* **THE EXERCISE**
From the Social Security passage, reproduce word for word the part that opens with the words containing "Timing one’s Social" and closes with "might be beneficial.".

* **PASSAGE**
────────────────────────────────────────
When it comes to retirement planning, Social Security often plays a crucial role as part of the overall income plan. The difference in terms of when and how to start claiming Social Security benefits can amount to tens of thousands of dollars over the course of retirement. With analysis and planning, retirees can find ways to maximize their Social Security benefits, like John and Sue did—netting an extra $93,000. 

The Journey of John and Sue: A Case Study

John and Sue, the hypothetical couple that stars in the Merkle Retirement Planning online Journey to Retirement Workshop, demonstrate how strategic decisions can lead to maximizing Social Security benefits. The comprehensive plan crafted for them is showcased three different scenarios, each reflecting different Social Security election strategies: 

Scenario 1: Early Election at Age 62

  – John and Sue choose to elect Social Security at the earliest possible age, 62.  

  – Result: $941,000 in total lifetime benefits. 

Scenario 2: Staggered Election

    – John waits until 67, while Sue starts benefits at 62. 

    – Result: $998,000 in total lifetime benefits. 

Scenario 3: Delayed Election

   – John delays to age 70, while Sue starts benefits at 65. 

    – Result: $1,034,000 in total lifetime benefits. 

These hypothetical scenarios highlight the difference between the three Social Security election strategies. They use some assumptions, including an average life expectancy of 81 for John and 84 for Sue.

Why Timing Matters: Factors to Consider

Timing one’s Social Security election involves several factors beyond just reaching retirement age. Chawn Honkomp emphasizes considering market conditions when making the decision to start Social Security benefits. For instance, if market conditions are favorable, retirees might choose to draw from their investments rather than start Social Security, thus allowing their Social Security benefits to grow. 

Other Critical Factors Influencing the Decision Include:

– Health Status: Evaluating life expectancy based on current health. 

– Work Status: If still employed, delaying might be beneficial. 

– Investment Performance: Favorable conditions might suggest deferring benefits.
────────────────────────────────────────
* **SUPPLIED DATA**
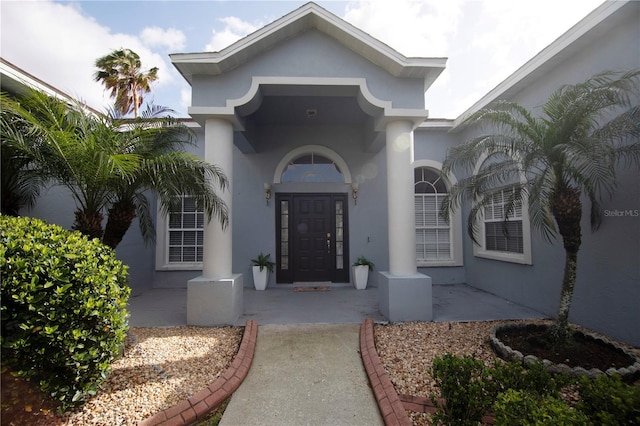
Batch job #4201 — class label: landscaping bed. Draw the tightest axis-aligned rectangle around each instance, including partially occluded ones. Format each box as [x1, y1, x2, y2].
[1, 327, 244, 425]
[374, 320, 640, 425]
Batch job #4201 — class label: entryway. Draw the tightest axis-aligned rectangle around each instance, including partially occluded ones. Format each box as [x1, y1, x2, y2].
[276, 193, 349, 283]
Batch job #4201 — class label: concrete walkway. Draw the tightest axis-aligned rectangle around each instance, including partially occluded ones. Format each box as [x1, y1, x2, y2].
[129, 284, 544, 426]
[220, 324, 384, 426]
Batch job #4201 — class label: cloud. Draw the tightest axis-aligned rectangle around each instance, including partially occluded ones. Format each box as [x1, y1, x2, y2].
[344, 0, 463, 57]
[140, 27, 187, 52]
[0, 1, 176, 111]
[204, 16, 264, 52]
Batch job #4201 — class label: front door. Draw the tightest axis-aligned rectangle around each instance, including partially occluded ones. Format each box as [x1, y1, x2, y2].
[276, 194, 349, 283]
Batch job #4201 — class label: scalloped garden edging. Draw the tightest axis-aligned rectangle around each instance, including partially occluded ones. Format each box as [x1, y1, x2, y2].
[489, 323, 640, 379]
[139, 320, 258, 426]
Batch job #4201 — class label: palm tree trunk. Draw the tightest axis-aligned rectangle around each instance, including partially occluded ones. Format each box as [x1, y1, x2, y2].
[72, 210, 103, 239]
[551, 187, 582, 341]
[102, 200, 136, 249]
[554, 251, 578, 340]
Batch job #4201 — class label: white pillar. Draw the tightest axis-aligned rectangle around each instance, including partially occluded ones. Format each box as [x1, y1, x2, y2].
[202, 118, 233, 278]
[386, 120, 418, 276]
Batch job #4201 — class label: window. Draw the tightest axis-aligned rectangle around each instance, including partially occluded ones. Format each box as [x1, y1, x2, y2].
[484, 188, 524, 253]
[414, 161, 462, 266]
[282, 152, 344, 182]
[473, 186, 531, 265]
[156, 196, 204, 270]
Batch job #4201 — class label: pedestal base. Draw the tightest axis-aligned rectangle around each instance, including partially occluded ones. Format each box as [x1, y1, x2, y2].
[378, 272, 433, 322]
[187, 274, 244, 327]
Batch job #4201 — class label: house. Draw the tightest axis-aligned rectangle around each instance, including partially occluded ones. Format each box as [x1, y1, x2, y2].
[2, 1, 640, 345]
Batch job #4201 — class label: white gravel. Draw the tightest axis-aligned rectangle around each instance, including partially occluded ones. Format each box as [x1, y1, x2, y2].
[36, 321, 640, 426]
[374, 320, 640, 425]
[48, 327, 244, 426]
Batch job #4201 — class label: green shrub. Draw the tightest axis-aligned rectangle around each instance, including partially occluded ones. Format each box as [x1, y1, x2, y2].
[493, 389, 589, 426]
[0, 216, 130, 408]
[431, 354, 492, 426]
[490, 361, 572, 397]
[578, 375, 640, 425]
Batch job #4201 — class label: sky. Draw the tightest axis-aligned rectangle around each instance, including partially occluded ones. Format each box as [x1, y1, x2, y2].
[0, 0, 602, 119]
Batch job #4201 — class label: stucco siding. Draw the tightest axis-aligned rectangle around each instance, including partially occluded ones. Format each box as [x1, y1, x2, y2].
[460, 1, 640, 345]
[192, 30, 424, 108]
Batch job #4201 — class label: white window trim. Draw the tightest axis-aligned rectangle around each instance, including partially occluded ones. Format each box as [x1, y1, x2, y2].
[156, 198, 203, 271]
[473, 155, 533, 265]
[413, 160, 464, 268]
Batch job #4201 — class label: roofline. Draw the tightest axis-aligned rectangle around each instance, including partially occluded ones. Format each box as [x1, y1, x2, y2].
[453, 0, 633, 130]
[169, 2, 447, 91]
[0, 57, 102, 115]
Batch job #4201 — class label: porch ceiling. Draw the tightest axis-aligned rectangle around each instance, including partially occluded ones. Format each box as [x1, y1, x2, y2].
[245, 96, 371, 126]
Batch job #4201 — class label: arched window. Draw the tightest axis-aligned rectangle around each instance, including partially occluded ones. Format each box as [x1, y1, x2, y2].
[414, 167, 453, 263]
[282, 152, 344, 182]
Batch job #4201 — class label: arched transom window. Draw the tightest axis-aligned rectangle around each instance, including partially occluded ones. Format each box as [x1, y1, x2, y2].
[414, 167, 452, 262]
[282, 152, 345, 182]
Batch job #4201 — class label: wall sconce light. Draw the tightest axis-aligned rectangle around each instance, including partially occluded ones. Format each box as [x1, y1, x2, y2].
[264, 182, 271, 205]
[351, 182, 360, 204]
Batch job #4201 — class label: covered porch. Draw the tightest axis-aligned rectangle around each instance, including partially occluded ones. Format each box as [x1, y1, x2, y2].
[129, 283, 547, 327]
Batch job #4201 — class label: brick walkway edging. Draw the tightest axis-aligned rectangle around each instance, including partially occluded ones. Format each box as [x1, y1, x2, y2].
[139, 320, 258, 426]
[360, 318, 412, 426]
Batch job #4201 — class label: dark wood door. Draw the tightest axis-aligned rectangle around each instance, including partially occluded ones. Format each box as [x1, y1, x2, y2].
[276, 194, 349, 283]
[292, 195, 333, 281]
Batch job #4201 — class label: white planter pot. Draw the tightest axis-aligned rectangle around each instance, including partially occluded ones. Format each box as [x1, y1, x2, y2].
[252, 266, 269, 290]
[353, 265, 369, 290]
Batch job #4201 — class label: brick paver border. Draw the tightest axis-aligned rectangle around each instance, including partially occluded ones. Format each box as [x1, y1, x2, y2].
[360, 318, 412, 426]
[139, 320, 258, 426]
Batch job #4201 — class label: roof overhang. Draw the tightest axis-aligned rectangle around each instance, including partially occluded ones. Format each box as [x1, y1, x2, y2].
[169, 3, 447, 91]
[453, 1, 640, 131]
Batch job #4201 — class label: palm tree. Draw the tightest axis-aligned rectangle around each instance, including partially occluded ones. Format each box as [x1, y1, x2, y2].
[3, 90, 228, 248]
[103, 106, 228, 248]
[94, 49, 158, 117]
[3, 90, 140, 238]
[0, 93, 46, 216]
[442, 70, 640, 341]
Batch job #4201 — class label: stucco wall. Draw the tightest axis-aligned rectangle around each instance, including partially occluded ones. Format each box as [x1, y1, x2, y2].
[192, 30, 424, 108]
[233, 126, 388, 285]
[460, 4, 640, 345]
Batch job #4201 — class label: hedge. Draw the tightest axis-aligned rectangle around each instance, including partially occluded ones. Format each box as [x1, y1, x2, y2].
[0, 216, 131, 408]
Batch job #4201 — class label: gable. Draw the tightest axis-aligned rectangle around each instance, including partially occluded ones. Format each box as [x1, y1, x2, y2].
[191, 29, 424, 108]
[170, 3, 446, 92]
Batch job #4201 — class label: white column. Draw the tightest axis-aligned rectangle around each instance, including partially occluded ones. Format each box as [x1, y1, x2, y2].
[386, 120, 418, 276]
[202, 118, 233, 279]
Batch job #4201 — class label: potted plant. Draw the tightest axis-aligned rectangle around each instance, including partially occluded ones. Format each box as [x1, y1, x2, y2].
[251, 252, 275, 290]
[353, 256, 375, 290]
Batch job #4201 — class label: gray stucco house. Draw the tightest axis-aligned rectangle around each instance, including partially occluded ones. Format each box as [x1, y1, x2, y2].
[2, 1, 640, 345]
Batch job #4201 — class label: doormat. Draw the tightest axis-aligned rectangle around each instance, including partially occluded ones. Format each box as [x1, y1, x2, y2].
[293, 285, 331, 291]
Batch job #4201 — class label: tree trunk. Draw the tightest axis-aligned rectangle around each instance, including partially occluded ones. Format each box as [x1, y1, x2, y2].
[551, 188, 582, 340]
[554, 251, 578, 340]
[102, 200, 136, 249]
[72, 210, 103, 239]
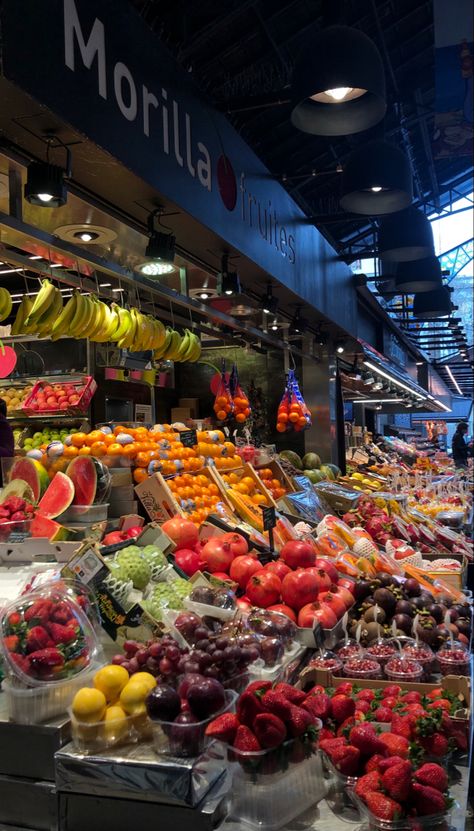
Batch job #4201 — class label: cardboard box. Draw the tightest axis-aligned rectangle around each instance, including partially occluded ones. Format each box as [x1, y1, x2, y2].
[178, 398, 199, 418]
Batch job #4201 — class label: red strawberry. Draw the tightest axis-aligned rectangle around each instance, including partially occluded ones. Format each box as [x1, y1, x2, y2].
────────────────────────────────────────
* **SOLUTION FOR THIS EXERCISE**
Timing one’s Social Security election involves several factors beyond just reaching retirement age. Chawn Honkomp emphasizes considering market conditions when making the decision to start Social Security benefits. For instance, if market conditions are favorable, retirees might choose to draw from their investments rather than start Social Security, thus allowing their Social Security benefits to grow. 

Other Critical Factors Influencing the Decision Include:

– Health Status: Evaluating life expectancy based on current health. 

– Work Status: If still employed, delaying might be beneficial.